REQUIRED WORK — Display each line of the items below that contains the string "udder", reproducing every such line verbatim. Treat the match as case-sensitive.

DATA TO PROCESS —
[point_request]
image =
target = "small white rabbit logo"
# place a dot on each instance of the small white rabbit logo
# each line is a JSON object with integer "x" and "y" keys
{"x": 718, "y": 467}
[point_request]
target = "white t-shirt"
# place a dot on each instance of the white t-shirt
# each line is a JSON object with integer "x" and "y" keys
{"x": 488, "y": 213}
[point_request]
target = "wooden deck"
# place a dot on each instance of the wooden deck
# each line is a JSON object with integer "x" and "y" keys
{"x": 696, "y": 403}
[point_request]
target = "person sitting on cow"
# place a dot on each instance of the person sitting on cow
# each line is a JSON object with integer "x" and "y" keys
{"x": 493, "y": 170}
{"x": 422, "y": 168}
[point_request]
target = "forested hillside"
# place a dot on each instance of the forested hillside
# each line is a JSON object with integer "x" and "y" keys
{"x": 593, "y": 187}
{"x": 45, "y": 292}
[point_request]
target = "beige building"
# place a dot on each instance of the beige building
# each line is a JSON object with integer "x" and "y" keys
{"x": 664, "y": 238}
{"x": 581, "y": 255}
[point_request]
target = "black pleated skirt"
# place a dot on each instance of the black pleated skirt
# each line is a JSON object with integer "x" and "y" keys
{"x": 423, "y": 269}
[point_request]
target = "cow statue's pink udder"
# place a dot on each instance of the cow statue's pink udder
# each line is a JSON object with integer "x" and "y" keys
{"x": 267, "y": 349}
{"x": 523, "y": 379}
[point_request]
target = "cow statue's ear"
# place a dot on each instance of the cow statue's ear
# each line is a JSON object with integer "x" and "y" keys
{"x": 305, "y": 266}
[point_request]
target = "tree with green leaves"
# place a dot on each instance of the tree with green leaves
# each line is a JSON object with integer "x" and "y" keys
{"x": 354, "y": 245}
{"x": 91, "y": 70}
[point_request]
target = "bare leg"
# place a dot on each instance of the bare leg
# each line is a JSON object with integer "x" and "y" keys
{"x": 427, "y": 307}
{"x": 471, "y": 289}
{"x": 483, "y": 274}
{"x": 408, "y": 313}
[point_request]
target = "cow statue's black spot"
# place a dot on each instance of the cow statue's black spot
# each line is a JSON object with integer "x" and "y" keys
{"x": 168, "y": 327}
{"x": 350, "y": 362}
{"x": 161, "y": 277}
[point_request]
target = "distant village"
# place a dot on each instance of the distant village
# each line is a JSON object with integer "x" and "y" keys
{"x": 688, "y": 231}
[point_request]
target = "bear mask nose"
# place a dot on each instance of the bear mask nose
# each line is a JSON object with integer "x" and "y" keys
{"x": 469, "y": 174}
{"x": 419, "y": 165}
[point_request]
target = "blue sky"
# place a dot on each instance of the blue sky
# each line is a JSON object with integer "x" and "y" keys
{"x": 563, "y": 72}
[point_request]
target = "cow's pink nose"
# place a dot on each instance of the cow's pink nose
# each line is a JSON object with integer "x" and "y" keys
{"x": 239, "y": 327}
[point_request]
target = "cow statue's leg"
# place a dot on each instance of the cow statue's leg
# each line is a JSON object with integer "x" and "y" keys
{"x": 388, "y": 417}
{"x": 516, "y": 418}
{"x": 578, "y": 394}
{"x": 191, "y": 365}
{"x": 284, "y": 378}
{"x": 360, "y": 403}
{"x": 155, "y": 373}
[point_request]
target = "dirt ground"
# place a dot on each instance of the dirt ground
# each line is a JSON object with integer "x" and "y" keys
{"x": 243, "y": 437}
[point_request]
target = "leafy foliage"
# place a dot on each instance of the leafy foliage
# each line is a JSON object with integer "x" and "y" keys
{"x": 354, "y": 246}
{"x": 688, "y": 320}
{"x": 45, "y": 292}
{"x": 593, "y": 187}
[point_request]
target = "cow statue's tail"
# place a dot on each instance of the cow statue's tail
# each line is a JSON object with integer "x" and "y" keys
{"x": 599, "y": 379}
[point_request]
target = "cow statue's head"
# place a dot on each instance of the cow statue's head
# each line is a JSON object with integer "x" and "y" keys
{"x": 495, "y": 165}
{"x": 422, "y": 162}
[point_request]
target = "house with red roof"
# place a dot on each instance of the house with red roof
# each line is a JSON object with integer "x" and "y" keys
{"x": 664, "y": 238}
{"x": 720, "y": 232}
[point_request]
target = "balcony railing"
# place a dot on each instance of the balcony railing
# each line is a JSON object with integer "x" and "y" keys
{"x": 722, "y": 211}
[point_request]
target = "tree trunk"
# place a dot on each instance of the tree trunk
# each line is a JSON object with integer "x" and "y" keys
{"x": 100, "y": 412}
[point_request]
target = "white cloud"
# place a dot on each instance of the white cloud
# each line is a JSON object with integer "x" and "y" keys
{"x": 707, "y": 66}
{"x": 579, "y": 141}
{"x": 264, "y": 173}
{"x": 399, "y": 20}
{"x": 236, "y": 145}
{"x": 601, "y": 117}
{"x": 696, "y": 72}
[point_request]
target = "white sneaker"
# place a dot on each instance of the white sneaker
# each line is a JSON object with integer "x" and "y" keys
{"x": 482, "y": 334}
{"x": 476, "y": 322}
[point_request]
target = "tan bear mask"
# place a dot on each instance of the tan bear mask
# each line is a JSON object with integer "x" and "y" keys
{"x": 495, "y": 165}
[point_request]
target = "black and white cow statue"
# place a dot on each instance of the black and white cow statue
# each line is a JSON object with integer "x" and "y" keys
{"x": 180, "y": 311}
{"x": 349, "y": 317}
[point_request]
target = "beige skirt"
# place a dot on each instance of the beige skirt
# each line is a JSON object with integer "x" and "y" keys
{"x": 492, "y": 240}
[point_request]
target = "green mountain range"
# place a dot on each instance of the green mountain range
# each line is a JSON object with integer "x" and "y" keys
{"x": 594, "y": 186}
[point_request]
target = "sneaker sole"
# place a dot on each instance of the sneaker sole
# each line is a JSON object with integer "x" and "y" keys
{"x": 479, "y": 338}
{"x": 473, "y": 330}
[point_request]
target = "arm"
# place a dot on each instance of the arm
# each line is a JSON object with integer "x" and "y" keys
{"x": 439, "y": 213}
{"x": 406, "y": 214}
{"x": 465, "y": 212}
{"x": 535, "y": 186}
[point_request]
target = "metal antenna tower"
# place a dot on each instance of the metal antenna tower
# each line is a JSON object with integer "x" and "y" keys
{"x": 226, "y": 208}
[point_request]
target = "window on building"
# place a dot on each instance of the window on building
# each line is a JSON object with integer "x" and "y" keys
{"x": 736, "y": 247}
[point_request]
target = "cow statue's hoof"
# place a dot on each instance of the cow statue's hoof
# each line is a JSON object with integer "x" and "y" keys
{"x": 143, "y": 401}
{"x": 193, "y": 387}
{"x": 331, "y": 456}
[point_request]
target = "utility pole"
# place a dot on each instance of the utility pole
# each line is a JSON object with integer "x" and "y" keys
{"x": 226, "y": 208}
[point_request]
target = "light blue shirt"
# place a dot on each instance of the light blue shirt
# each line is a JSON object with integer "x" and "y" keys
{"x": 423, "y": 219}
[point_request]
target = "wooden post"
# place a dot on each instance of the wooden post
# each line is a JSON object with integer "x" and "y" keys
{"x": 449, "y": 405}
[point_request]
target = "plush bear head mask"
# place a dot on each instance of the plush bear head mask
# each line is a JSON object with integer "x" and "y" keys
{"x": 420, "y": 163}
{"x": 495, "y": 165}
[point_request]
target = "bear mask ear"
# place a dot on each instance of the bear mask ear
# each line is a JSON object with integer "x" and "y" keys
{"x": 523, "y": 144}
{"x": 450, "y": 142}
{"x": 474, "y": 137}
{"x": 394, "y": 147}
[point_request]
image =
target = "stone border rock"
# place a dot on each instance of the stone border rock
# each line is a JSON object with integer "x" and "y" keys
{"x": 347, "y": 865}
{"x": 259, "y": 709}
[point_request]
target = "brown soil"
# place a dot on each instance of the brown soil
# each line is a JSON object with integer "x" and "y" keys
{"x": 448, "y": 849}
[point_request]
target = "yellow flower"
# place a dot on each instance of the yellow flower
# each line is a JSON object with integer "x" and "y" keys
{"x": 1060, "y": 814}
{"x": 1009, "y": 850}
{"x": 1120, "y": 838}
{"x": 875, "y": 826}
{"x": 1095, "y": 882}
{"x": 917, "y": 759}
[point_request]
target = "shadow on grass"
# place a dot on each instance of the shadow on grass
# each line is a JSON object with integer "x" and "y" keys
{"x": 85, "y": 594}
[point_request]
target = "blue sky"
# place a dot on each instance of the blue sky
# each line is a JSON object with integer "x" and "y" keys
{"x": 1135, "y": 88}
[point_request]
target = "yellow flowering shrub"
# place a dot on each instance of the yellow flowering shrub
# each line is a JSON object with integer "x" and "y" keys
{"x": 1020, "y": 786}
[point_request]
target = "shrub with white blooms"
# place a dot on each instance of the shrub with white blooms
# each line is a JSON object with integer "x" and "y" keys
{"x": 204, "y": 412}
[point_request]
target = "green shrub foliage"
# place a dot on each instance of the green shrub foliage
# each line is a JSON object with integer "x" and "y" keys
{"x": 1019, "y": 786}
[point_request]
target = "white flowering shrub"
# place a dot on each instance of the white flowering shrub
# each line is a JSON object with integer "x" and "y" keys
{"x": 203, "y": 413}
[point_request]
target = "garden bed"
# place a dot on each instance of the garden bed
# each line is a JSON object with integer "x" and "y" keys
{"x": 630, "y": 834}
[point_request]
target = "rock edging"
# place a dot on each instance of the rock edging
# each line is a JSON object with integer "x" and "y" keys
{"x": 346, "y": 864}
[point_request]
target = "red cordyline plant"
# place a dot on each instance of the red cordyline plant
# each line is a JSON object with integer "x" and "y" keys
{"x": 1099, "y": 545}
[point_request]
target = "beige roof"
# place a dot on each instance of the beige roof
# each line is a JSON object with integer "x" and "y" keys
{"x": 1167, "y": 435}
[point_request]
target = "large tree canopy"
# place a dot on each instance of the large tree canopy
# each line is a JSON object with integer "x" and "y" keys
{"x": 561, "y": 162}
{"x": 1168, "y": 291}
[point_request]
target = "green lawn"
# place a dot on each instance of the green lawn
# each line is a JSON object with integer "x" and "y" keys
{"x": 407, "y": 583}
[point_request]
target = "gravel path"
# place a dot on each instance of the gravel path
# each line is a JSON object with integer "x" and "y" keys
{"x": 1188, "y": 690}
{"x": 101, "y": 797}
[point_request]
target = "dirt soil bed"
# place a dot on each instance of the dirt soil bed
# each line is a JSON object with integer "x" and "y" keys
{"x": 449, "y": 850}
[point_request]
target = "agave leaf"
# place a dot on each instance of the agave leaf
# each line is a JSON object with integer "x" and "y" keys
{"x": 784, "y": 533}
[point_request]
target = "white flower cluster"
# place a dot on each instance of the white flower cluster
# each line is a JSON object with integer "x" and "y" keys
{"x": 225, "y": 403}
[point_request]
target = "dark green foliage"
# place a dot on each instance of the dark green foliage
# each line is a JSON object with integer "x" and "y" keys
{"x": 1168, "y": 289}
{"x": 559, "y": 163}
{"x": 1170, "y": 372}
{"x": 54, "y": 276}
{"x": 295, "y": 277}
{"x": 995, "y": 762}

COMPLETE OUTPUT —
target = "cow statue's pink udder"
# place a dot on each instance of the cow statue's pink udder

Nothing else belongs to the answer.